» Exercise brief
Copy out only the span from the line with "Each instance of the girl's raised" to the end of the data, both ends kept, word for word.

» Data lines
## start
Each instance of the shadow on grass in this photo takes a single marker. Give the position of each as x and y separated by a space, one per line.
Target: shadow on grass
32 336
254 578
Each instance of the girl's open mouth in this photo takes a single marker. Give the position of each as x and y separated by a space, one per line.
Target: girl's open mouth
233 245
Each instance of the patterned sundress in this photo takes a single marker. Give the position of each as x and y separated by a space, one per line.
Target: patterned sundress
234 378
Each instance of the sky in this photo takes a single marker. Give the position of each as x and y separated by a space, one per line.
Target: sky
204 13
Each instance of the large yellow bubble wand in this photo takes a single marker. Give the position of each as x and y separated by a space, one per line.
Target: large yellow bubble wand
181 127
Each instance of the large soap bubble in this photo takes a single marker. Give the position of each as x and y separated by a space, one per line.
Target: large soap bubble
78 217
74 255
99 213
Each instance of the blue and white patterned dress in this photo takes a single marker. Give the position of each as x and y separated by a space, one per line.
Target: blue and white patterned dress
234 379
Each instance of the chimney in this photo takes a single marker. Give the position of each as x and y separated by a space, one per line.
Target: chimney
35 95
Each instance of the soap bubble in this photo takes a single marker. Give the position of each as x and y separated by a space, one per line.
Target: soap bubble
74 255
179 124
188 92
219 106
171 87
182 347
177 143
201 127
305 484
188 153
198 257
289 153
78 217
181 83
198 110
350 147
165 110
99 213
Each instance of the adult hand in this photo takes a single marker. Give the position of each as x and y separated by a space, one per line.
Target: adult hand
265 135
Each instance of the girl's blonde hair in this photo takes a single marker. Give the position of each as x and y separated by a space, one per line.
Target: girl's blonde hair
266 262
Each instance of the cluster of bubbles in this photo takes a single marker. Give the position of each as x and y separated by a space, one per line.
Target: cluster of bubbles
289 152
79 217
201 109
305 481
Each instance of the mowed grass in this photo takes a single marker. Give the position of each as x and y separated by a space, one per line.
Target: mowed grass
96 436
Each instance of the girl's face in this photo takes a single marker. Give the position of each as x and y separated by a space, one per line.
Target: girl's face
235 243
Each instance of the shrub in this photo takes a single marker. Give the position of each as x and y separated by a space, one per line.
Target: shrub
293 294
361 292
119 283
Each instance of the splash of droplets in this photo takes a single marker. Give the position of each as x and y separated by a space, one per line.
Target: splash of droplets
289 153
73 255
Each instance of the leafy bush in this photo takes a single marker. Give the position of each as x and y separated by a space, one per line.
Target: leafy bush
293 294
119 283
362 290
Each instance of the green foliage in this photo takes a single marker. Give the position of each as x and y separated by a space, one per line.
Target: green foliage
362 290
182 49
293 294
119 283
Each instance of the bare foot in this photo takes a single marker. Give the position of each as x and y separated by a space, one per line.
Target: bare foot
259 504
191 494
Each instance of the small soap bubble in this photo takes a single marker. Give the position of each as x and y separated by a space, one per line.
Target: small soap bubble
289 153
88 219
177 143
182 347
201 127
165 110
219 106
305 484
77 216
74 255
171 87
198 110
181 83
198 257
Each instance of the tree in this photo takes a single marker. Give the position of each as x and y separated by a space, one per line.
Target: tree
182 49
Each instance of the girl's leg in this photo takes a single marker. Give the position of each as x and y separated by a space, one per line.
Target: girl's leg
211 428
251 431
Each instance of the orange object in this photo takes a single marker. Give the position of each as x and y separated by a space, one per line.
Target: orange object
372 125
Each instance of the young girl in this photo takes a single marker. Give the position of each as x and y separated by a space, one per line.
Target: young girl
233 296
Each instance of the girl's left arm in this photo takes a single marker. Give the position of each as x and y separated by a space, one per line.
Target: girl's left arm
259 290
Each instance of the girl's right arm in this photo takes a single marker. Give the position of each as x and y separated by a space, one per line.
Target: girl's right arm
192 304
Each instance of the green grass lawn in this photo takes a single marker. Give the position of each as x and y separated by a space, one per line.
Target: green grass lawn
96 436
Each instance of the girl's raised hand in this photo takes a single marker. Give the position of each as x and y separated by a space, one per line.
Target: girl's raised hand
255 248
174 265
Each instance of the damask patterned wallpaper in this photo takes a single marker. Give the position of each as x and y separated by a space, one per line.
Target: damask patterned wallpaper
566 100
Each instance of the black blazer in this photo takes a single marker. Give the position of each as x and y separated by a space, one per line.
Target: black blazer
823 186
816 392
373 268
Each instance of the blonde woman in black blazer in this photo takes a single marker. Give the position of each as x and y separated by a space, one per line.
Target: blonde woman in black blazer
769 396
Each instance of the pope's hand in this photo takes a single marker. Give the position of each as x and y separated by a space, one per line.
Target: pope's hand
## end
» Response
Each instance of the girl's raised hand in this photo takes a single marker. Give the position of each as x and y separated by a space, one per line.
Target: girl's raised hand
255 248
174 265
Each instance of the damask patterned wallpaper in this photo takes a single marker. Give the position of each as x and y separated by a space, one per line.
Target: damask patterned wallpaper
566 100
Each instance of the black blazer in this photo takes a single marker. Give the position of each as x and y separated by a space, one per line.
Target: black blazer
823 186
816 392
373 268
Each instance of the blonde woman in black blazer in this photo takes a single marker. Give the position of each as x and y separated by a space, one per line.
Target: blonde woman in black blazer
769 396
Each instance of the pope's hand in this photo takes a single marker. Give the position of each as x and y separated by a space, one per line.
Target: pope's hand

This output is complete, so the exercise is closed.